> [Selected extract]:
## Start
1:12 For our boasting is this: the testimony of our conscience that we conducted ourselves in the world in simplicity and godly sincerity, not with fleshly wisdom but by the grace of God, and more abundantly toward you. 13 For we are not writing any other things to you than what you read or understand. Now I trust you will understand, even to the end 14 (as also you have understood us in part), that we are your boast as you also are ours, in the day of the Lord Jesus.
 
15 And in this confidence I intended to come to you before, that you might have a second benefit—16 to pass by way of you to Macedonia, to come again from Macedonia to you, and be helped by you on my way to Judea. 17 Therefore, when I was planning this, did I do it lightly? Or the things I plan, do I plan according to the flesh, that with me there should be Yes, Yes, and No, No? 18 But as God is faithful, our word to you was not Yes and No. 19 For the Son of God, Jesus Christ, who was preached among you by us—by me, Silvanus, and Timothy—was not Yes and No, but in Him was Yes. 20 For all the promises of God in Him are Yes, and in Him Amen, to the glory of God through us. 21 Now He who establishes us with you in Christ and has anointed us is God, 22 who also has sealed us and given us the Spirit in our hearts as a guarantee.
 
Devotion
 
People in the past believed that one should never boast about anything. It was considered bad manners and a lack of dignity. St. Paul here does not have the same opinion, at least when it comes to boasting about the things of God. That is the key difference. A braggart is still off-putting. But St. Paul can boast of what Christ has done, and he does not mind relating things about his behavior when it aligns with Christ’s example.
 
However, he doesn’t just do it randomly, but in relation to the pettiness of some of the Christians in the congregations. Their small-minded gossip maligned his motives. He has no problem telling them that his motives are pure. This is not some ungodly boasting. St. Paul still glories in the grace given to the Corinthians, and all Christians, in baptism (“…who also has sealed us and given us the Spirit in our hearts as a guarantee”). St. Paul knows what his office is, and who placed him in it. He gives clear witness to the glory of God’s grace in Jesus Christ.
 
Collect: O God, Who in the glorious Transfiguration of Thine Only-begotten Son, hast confirmed the mysteries of the faith by the testimony of the fathers, and Who, in the voice that came from the bright cloud, didst in a wonderful manner foreshow the adoption of sons: Mercifully vouchsafe to make us coheirs with the King of His glory, and bring us to the enjoyment of the same; through the same Jesus Christ, Thy Son, our Lord, Who liveth and reigneth with Thee and the Holy Ghost, ever One God, world without end. Amen.
## End
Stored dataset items
## Start
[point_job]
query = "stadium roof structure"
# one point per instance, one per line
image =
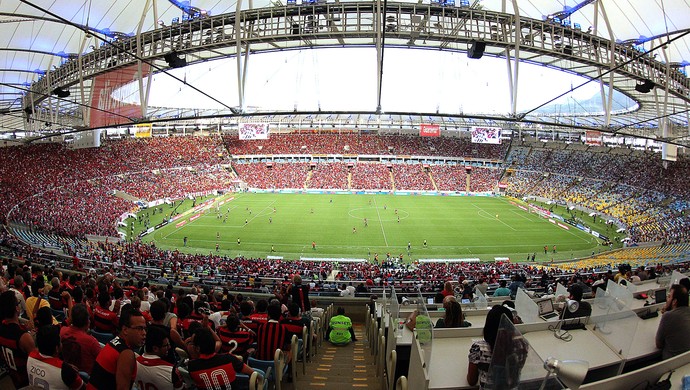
(58, 57)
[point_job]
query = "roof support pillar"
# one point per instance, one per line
(513, 70)
(143, 95)
(379, 55)
(241, 63)
(607, 101)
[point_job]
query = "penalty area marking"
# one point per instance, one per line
(489, 216)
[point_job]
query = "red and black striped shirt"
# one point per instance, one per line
(271, 336)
## End
> [Required actions]:
1. Condense the paragraph of the devotional reading that begins "People in the past believed" into a short bulleted list that keeps its main facts.
2. According to the devotional reading, what did people in the past consider boasting to be?
3. Write out the portion of the devotional reading starting with "1:12 For our" and going on through "the Lord Jesus.", word for word.

> [Answers for the tasks]:
1.
- People in the past held that boasting about anything was bad manners and showed a lack of dignity.
- St. Paul disagrees, at least regarding boasting about the things of God, and that is the key difference.
- A braggart remains off-putting.
- St. Paul can boast of what Christ has done and is willing to relate his own behavior when it aligns with Christ's example.

2. Bad manners and a lack of dignity.

3.
1:12 For our boasting is this: the testimony of our conscience that we conducted ourselves in the world in simplicity and godly sincerity, not with fleshly wisdom but by the grace of God, and more abundantly toward you. 13 For we are not writing any other things to you than what you read or understand. Now I trust you will understand, even to the end 14 (as also you have understood us in part), that we are your boast as you also are ours, in the day of the Lord Jesus.